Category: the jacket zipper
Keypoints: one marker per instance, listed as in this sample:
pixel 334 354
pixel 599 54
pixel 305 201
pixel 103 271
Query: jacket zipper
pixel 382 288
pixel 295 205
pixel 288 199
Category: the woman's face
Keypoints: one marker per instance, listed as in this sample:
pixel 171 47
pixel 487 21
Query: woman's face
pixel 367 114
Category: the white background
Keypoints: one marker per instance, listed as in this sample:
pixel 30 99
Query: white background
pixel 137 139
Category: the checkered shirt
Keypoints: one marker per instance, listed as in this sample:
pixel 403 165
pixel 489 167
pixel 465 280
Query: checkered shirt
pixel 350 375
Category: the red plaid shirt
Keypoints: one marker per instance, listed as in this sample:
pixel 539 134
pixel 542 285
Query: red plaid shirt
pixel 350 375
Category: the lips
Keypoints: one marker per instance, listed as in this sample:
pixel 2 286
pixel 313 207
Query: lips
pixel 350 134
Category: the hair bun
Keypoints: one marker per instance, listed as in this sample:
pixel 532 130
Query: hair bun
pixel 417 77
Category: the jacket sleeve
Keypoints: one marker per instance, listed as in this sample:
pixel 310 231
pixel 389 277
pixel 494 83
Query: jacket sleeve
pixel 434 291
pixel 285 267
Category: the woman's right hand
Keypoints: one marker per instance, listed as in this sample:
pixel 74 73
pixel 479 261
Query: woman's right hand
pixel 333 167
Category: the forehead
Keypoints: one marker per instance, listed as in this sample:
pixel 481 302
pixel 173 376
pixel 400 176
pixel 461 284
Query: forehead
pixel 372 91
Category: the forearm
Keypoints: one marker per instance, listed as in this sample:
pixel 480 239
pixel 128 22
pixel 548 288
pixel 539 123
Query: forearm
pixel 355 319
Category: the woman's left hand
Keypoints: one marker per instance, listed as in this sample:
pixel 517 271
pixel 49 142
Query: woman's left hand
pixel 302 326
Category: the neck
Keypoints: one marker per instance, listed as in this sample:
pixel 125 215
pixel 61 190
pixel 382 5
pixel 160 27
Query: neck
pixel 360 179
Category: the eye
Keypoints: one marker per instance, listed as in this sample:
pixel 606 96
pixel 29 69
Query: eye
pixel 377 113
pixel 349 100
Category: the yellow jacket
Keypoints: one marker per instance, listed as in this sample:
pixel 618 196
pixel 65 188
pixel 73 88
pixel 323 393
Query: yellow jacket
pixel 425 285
_____
## Task instructions
Look above for the line containing "pixel 606 96"; reproduce it and every line after it through the end of the material, exactly, and nothing else.

## Response
pixel 606 96
pixel 29 69
Query: eye
pixel 377 113
pixel 349 100
Category: the yellow jacket
Keypoints: one marker per instance, listed as in this sample:
pixel 618 196
pixel 65 188
pixel 73 88
pixel 323 393
Query: yellow jacket
pixel 425 285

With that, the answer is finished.